What to work on —
A: Decide whether each statement agrees with the Thwing profile below, answering yes or no and quoting the deciding words: (i) Thwing's biology degree from Harvard was awarded magna cum laude. (ii) The EIS is a four-year training program. (iii) Thwing's husband works as an engineer at Georgia Tech Research Institute.
B: Answer these questions from the Thwing profile below:
(i) Who mentored Thwing at Vanderbilt?
(ii) During which years was she a resident at Vanderbilt?
(iii) In what country does she provide technical support for the President's Malaria Initiative?

Given passage —
....
Julie Thwing, M.D., MD ‘02, came to Vanderbilt based on its reputation as one of the best medical schools in the country, but she did not know that her decision and her selection as a Canby Robinson Society (CRS) Scholar would help shape her career path in public service.

The CRS scholarship allowed Thwing the opportunity to pursue an interest in international medicine and public health without the financial burden usually associated with medical school. The experience proved more than a financial boost to her career, however.

“The Canby Robinson Society was more than a scholarship,” she said. “The Canby Robinson Society is a group of people who care for you and truly want you to succeed. I had the great fortune to be mentored by Dr. Judson Randolph, (MD ‘53), while at Vanderbilt, and he remains a dear friend. I was very happy at Vanderbilt. It is a great combination of excellence and kindness.”

Before coming to Vanderbilt, Thwing graduated magna cum laude from Harvard with a degree in biology. It was at Vanderbilt that she began developing her future in medicine. She honed her interest in helping others, volunteering as a tutor for Somali Bantu refugees in Nashville and traveling to Africa and Haiti to help people who were battling tuberculosis and HIV.

Thwing completed a residency in internal medicine and pediatrics at Vanderbilt from 2002 to 2006 before moving to Atlanta to train at the Centers for Disease Control and Prevention’s (CDC) Epidemic Intelligence Service (EIS).

The EIS is a two-year post-graduate training program for health professionals interested in the practice of applied epidemiology.

“The EIS was originally created to train epidemiologists to recognize and investigate outbreaks, but it has evolved into the premier training program for epidemiology in the country,” she said. While in EIS, she served in the Malaria Branch, supporting public health interventions and conducting research in Niger, Angola, Kenya and Madagascar.

Many current and former EIS officers are leading the investigation of the current outbreak of H1N1 influenza.

After completing the EIS training program, Thwing remained in the CDC’s Malaria Branch as a medical epidemiologist. Thwing, who is board certified in internal medicine and pediatrics, is currently providing technical support for the President’s Malaria Initiative in Senegal, as well as supporting various research projects and malaria control initiatives.

Thwing misses living in Nashville, but admits that Atlanta is now “growing on her,” especially with the recent changes in her personal life. In 2008, she married Ed Hopkins, an engineer at Georgia Tech Research Institute. “I am very happy and am enjoying married life,” she said.
....
(Items excerpted from a collection)

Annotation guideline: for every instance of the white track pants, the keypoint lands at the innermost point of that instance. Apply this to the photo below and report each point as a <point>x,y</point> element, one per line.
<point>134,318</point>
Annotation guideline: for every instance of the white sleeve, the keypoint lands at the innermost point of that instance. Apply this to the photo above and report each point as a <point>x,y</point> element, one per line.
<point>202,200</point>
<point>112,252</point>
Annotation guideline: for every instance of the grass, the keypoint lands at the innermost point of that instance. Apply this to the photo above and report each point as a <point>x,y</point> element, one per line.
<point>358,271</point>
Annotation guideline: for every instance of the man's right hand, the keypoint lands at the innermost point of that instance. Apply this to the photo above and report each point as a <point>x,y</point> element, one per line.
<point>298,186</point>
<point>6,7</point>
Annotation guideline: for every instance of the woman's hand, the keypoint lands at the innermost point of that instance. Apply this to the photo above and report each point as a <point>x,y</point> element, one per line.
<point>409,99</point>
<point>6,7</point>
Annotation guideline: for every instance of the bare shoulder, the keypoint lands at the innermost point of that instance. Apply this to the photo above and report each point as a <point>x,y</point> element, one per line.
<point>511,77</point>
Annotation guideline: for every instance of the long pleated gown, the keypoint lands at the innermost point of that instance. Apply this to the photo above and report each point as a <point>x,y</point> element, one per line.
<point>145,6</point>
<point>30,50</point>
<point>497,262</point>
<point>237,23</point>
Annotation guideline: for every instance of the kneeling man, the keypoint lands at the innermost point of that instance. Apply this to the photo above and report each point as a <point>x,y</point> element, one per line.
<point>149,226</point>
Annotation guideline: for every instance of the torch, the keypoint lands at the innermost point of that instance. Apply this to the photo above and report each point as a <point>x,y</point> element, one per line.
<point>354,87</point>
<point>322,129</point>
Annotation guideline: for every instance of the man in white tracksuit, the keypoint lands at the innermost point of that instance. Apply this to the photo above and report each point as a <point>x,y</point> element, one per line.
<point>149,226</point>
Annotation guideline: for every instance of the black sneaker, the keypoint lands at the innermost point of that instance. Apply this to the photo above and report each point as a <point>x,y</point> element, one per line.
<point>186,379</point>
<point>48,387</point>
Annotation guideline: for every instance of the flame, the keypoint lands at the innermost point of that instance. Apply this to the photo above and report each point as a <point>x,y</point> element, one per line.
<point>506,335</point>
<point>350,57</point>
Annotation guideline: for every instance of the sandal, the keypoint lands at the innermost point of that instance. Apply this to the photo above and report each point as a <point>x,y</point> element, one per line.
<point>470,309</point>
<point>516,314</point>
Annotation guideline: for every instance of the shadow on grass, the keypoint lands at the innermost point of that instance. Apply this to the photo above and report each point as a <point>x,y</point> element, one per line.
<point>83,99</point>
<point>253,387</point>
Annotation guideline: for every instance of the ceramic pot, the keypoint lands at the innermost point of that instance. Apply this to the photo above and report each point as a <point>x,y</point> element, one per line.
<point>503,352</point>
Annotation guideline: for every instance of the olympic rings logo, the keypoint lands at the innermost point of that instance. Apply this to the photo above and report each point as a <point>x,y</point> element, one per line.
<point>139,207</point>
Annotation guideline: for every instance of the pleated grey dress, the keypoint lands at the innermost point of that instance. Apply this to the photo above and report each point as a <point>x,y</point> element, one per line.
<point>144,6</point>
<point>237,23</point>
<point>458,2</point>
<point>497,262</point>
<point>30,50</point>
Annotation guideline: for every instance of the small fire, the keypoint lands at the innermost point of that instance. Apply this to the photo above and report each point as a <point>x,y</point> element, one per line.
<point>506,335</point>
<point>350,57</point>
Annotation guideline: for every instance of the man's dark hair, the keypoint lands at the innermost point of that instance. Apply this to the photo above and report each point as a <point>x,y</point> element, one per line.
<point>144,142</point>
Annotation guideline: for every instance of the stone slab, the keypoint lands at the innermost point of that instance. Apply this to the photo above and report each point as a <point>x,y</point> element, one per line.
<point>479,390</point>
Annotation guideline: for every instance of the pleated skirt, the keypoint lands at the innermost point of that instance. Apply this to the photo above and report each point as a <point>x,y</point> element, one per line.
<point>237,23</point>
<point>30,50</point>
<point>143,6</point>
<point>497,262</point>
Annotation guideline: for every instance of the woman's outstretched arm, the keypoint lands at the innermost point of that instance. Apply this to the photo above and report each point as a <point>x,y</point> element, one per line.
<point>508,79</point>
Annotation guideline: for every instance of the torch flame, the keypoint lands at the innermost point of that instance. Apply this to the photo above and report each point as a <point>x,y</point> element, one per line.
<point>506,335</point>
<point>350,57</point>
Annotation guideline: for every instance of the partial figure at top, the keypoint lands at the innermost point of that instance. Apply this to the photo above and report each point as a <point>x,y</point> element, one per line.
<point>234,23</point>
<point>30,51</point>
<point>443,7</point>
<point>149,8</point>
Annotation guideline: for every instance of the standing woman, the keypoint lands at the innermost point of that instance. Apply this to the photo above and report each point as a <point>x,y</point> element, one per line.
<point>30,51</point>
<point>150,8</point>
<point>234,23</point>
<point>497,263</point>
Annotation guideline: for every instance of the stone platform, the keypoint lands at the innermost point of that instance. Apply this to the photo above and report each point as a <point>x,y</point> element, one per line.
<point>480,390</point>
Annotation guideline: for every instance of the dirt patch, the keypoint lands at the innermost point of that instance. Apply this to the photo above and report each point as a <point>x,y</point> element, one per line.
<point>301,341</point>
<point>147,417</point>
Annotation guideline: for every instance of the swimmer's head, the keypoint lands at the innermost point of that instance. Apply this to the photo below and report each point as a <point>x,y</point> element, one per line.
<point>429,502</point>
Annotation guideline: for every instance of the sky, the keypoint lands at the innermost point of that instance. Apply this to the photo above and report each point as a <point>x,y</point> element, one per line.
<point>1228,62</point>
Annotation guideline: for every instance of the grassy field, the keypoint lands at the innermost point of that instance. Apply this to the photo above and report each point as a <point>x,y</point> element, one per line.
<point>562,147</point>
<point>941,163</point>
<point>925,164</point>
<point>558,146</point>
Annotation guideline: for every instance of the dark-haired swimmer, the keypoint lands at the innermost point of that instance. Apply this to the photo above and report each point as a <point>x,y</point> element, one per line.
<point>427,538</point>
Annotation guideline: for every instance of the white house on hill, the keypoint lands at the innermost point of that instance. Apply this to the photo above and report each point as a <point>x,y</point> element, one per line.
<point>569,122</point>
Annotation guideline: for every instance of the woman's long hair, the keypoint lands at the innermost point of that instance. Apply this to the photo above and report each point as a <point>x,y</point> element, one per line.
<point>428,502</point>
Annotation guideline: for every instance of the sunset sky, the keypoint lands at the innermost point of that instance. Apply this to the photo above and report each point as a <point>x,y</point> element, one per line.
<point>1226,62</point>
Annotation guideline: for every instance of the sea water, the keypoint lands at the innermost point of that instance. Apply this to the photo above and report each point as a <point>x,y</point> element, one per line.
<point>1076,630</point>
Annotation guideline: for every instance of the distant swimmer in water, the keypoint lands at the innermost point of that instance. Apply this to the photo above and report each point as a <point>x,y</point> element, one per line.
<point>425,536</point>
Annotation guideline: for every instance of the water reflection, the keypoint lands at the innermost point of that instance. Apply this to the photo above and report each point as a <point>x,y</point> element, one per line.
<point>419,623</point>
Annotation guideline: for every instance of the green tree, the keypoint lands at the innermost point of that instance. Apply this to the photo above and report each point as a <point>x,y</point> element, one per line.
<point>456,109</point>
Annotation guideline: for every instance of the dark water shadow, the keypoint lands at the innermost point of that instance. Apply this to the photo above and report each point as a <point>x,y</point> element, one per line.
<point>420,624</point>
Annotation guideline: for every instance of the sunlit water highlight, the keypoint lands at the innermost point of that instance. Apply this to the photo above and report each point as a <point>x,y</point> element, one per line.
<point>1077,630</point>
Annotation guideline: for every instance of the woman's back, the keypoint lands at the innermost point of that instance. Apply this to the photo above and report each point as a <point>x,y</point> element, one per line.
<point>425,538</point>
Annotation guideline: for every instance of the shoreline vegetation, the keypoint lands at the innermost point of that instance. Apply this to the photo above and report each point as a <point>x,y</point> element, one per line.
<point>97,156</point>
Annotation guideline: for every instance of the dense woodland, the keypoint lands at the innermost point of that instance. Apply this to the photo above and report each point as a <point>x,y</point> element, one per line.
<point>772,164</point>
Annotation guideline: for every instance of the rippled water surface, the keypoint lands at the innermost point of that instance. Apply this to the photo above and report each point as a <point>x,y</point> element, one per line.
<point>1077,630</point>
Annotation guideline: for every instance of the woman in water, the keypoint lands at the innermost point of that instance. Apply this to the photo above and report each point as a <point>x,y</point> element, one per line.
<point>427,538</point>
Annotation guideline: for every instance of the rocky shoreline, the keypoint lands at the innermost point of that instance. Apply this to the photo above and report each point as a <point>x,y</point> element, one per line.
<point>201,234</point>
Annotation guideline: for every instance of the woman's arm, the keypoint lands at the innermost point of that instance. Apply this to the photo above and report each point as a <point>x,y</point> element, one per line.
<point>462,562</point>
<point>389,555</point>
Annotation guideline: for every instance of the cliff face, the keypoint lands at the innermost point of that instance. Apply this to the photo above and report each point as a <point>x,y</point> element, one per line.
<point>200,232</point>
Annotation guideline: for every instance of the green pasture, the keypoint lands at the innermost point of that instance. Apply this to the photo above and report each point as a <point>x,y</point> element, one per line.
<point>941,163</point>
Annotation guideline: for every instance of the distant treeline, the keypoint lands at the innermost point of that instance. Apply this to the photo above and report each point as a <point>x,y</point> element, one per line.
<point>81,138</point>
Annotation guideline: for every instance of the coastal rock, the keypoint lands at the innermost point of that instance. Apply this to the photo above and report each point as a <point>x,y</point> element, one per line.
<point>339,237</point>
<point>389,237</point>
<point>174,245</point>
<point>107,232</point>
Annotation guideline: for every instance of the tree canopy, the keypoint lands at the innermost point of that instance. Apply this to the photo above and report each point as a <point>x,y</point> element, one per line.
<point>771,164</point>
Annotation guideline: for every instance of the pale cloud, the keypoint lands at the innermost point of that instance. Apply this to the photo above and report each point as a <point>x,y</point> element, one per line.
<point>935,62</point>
....
Answers to each task —
A:
(i) Yes: "graduated magna cum laude from Harvard with a degree in biology"
(ii) No: "a two-year post-graduate training program"
(iii) Yes: "an engineer at Georgia Tech Research Institute"

B:
(i) Dr. Judson Randolph (MD '53)
(ii) 2002 to 2006
(iii) Senegal